─── INPUT FOR THIS TASK

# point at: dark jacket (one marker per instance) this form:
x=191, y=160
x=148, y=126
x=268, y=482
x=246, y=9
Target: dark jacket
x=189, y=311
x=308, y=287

──────

**PROBLEM TO SOLVE:** Rewrite every line of the listing above, requests included, multiplying each x and y coordinate in the answers by 0.45 and rounding to whole numbers with halves rounded up. Leave every number in the requests, including their format samples, as it is.

**THE SOLUTION:**
# point at: dark jacket (one marker per instance) this form:
x=191, y=160
x=148, y=126
x=268, y=482
x=246, y=9
Target: dark jacket
x=85, y=140
x=139, y=129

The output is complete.